## Ziel
Gib sämtliche folgenden Zeilen wortgetreu zurück, lass die Bilder dabei jedoch weg.

○ ○ ○ ○

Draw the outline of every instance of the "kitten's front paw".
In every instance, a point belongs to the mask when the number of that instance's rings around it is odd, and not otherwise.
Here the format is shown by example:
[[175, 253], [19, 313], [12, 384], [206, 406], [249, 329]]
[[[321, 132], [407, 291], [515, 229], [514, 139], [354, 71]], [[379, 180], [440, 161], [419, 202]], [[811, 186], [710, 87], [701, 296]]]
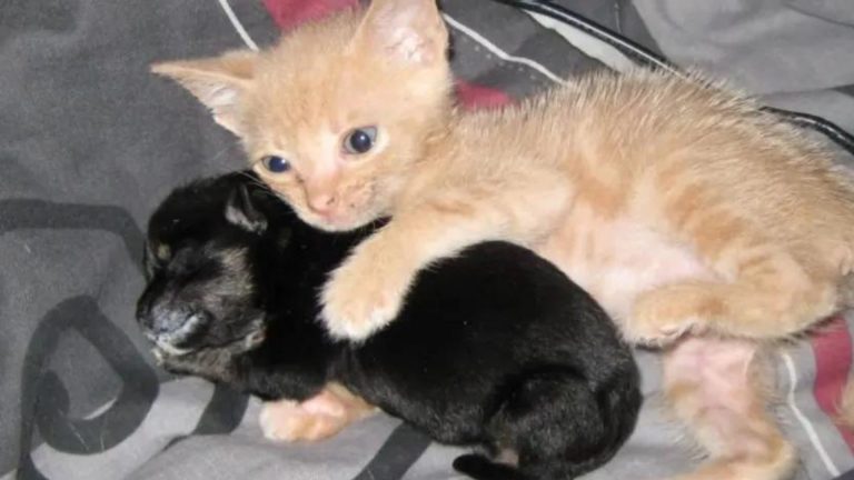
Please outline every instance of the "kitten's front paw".
[[334, 338], [365, 340], [400, 311], [411, 276], [393, 264], [370, 266], [358, 254], [324, 287], [322, 318]]
[[718, 299], [702, 284], [662, 287], [638, 296], [623, 336], [632, 343], [664, 347], [703, 329], [718, 310]]

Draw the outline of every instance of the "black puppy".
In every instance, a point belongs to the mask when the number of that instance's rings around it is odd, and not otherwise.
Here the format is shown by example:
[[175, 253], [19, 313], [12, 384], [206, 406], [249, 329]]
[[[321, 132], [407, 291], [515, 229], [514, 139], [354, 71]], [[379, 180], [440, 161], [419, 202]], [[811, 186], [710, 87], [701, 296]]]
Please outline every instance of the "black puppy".
[[483, 243], [425, 271], [400, 317], [361, 344], [331, 341], [318, 289], [370, 229], [315, 230], [251, 174], [176, 190], [150, 220], [138, 320], [166, 368], [264, 399], [337, 381], [466, 454], [477, 479], [569, 479], [634, 429], [638, 371], [610, 319], [533, 252]]

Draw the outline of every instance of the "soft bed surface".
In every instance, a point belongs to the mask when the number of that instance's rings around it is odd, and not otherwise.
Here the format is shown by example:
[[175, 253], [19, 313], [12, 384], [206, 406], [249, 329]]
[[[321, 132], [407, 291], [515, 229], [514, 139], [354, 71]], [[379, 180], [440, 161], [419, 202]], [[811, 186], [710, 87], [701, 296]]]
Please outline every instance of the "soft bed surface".
[[[318, 444], [261, 438], [259, 403], [152, 364], [133, 323], [142, 228], [175, 186], [242, 167], [236, 140], [153, 60], [272, 42], [351, 0], [6, 0], [0, 7], [0, 477], [22, 479], [446, 479], [459, 450], [377, 416]], [[698, 64], [854, 129], [850, 0], [564, 0], [681, 66]], [[522, 98], [592, 68], [638, 61], [595, 29], [490, 0], [443, 2], [463, 101]], [[593, 33], [592, 33], [593, 32]], [[840, 153], [842, 162], [854, 159]], [[850, 322], [775, 356], [776, 412], [800, 446], [798, 480], [854, 468], [833, 422]], [[656, 393], [637, 432], [590, 479], [662, 478], [698, 458]]]

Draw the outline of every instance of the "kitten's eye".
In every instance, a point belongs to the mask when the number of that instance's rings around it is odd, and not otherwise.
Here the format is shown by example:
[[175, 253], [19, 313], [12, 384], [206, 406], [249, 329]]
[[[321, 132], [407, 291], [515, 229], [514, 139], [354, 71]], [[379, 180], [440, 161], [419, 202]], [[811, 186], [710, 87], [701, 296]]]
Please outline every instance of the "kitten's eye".
[[374, 141], [376, 139], [376, 127], [360, 127], [354, 129], [344, 138], [344, 151], [354, 154], [365, 153], [374, 147]]
[[272, 173], [285, 173], [290, 170], [290, 162], [278, 156], [267, 156], [261, 159], [261, 164]]

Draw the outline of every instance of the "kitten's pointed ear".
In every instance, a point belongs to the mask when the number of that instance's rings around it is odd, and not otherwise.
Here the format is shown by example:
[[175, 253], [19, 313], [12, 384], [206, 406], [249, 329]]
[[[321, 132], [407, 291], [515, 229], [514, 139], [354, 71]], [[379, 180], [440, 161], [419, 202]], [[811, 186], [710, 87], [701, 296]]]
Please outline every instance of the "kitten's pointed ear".
[[436, 0], [373, 0], [351, 48], [409, 66], [445, 62], [448, 31]]
[[254, 204], [246, 186], [238, 186], [226, 203], [226, 219], [250, 232], [262, 233], [267, 230], [267, 218]]
[[151, 71], [176, 80], [214, 114], [220, 126], [240, 134], [236, 106], [255, 74], [258, 53], [234, 51], [209, 59], [155, 63]]

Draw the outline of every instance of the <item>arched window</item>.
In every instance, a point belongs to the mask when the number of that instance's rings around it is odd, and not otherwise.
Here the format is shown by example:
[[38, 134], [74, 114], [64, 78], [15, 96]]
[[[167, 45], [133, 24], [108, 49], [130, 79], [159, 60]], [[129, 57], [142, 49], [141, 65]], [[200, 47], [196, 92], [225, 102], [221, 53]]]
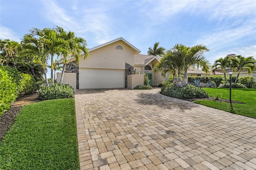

○ ○ ○ ○

## Lösung
Draw the outline of every instance of the "kitten's front paw".
In every instance, a point belongs to the mask when the number of that instance's rings around it is odd, and not otherwise.
Here the format is shown by example:
[[175, 253], [19, 313], [12, 384], [206, 406], [249, 329]]
[[[321, 132], [407, 291], [515, 229], [514, 139], [354, 71]], [[379, 180], [440, 161], [419, 202]], [[811, 186], [710, 87], [701, 296]]]
Please outline every instance of the "kitten's front paw".
[[334, 338], [365, 340], [400, 311], [411, 276], [393, 264], [370, 266], [358, 254], [324, 287], [322, 318]]
[[718, 299], [702, 284], [662, 287], [638, 296], [623, 336], [632, 343], [664, 347], [703, 329], [718, 310]]

Draw the outline of every instance of the "black puppy".
In every instance, a point belongs to the mask when the number of that instance's rings around it is odd, and not otherwise.
Here the format is shown by example:
[[175, 253], [19, 313], [12, 384], [206, 406], [249, 329]]
[[[321, 132], [407, 291], [515, 229], [514, 139], [354, 71]], [[379, 180], [440, 161], [419, 202]], [[811, 186], [710, 87], [701, 296]]]
Please outline every instance of the "black puppy".
[[483, 243], [425, 271], [400, 317], [361, 344], [331, 341], [318, 289], [370, 229], [315, 230], [251, 174], [176, 190], [150, 220], [138, 320], [166, 368], [264, 399], [337, 381], [466, 454], [477, 479], [569, 479], [634, 429], [638, 371], [610, 319], [533, 252]]

Draw the outline of every instance of the "soft bed surface".
In every instance, a point belongs to the mask when the number of that instance's rings around it is odd, and not otherwise.
Here the format is shown by example:
[[175, 253], [19, 313], [12, 384], [206, 406], [249, 329]]
[[[321, 132], [407, 291], [515, 229], [514, 139], [354, 71]], [[379, 180], [440, 161], [419, 202]], [[811, 186], [710, 87], [701, 296]]]
Please outline every instance of the "soft bed surface".
[[[318, 444], [261, 438], [259, 403], [152, 364], [133, 323], [142, 228], [175, 186], [242, 167], [236, 140], [153, 60], [272, 42], [351, 0], [6, 0], [0, 7], [0, 477], [22, 479], [446, 479], [459, 450], [377, 416]], [[698, 64], [854, 129], [850, 0], [564, 0], [681, 66]], [[522, 98], [592, 68], [638, 61], [595, 29], [490, 0], [443, 2], [463, 101]], [[593, 33], [592, 33], [593, 32]], [[840, 153], [842, 162], [854, 159]], [[850, 322], [775, 356], [776, 412], [800, 446], [798, 480], [854, 468], [833, 422]], [[656, 393], [637, 432], [590, 479], [662, 478], [698, 458]]]

Draw the outline of every instance of the "kitten's eye".
In every instance, a point belongs to the mask when the number of that instance's rings around it is odd, and not otherwise.
Here the format is shown by example:
[[175, 253], [19, 313], [12, 384], [206, 406], [249, 329]]
[[[321, 132], [407, 291], [515, 229], [514, 139], [354, 71]], [[379, 180], [440, 161], [419, 202]], [[811, 186], [710, 87], [701, 296]]]
Please outline every instance of the "kitten's eye".
[[374, 141], [376, 139], [376, 127], [360, 127], [354, 129], [344, 138], [344, 151], [354, 154], [365, 153], [374, 147]]
[[272, 173], [285, 173], [290, 170], [290, 162], [278, 156], [267, 156], [261, 159], [261, 164]]

Draw the outline of every instance of the "kitten's pointed ear".
In every instance, a point belongs to the mask when the number of that instance's rings around it is odd, and not otherwise.
Here the format is shown by example:
[[175, 253], [19, 313], [12, 384], [206, 406], [249, 329]]
[[[321, 132], [407, 291], [515, 229], [514, 139], [354, 71]], [[379, 180], [440, 161], [419, 202]], [[811, 186], [710, 87], [701, 296]]]
Please outline every instance of the "kitten's pointed ear".
[[436, 0], [373, 0], [351, 48], [409, 66], [445, 62], [448, 31]]
[[254, 204], [246, 186], [238, 186], [226, 203], [226, 219], [250, 232], [262, 233], [267, 230], [267, 218]]
[[151, 71], [176, 80], [214, 114], [220, 126], [240, 134], [236, 106], [255, 74], [258, 53], [234, 51], [209, 59], [155, 63]]

Draw the outline of every instance of the <item>arched window</item>.
In every instance, a point belongs to the mask when the number of that instance's rings around it is odd, and not otherwise.
Here the format is shown by example:
[[38, 134], [74, 114], [64, 78], [15, 96]]
[[[167, 45], [133, 24], [108, 49], [130, 79], [159, 60]], [[129, 57], [142, 49], [141, 65]], [[200, 47], [196, 92], [225, 102], [221, 53]]]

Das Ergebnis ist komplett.